> To be done: Copy the lines from the beginning of the records through the one containing "36 38 74 120", requests included, and offset every box coordinate in the answers by adding 99.
>>
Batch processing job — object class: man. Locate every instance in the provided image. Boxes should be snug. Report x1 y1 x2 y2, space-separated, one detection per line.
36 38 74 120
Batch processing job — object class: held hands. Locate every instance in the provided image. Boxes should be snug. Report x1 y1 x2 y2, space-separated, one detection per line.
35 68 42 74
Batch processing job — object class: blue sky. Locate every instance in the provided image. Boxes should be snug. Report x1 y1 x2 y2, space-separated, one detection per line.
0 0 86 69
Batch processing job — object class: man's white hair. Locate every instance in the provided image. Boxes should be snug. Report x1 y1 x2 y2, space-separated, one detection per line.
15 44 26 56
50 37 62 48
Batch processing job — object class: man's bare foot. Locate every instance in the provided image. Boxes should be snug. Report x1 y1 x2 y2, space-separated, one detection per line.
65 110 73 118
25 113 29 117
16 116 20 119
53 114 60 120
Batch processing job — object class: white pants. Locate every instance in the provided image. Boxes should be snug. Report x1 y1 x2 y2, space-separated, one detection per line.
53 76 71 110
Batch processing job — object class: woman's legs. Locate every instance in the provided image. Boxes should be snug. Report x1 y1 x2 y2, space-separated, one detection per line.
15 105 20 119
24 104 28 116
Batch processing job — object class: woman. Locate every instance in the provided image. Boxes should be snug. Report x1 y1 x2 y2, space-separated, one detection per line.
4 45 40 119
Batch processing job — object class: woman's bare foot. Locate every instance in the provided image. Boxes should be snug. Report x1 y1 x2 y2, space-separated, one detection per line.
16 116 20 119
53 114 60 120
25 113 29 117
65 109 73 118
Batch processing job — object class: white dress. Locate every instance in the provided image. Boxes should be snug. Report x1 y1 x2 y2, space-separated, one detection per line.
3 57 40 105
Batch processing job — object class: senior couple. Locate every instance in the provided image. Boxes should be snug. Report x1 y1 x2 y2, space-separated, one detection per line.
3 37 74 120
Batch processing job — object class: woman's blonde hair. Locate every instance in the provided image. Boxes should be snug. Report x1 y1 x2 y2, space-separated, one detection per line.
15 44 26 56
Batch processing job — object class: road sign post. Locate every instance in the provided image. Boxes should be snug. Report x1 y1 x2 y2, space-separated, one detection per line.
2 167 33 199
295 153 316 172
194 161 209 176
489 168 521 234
<<
> Worked answer:
Batch processing job — object class: man. Locate every instance in the provided image. Boxes should be snug. Report x1 y1 x2 y2, space-separated, one detection per line.
135 137 173 219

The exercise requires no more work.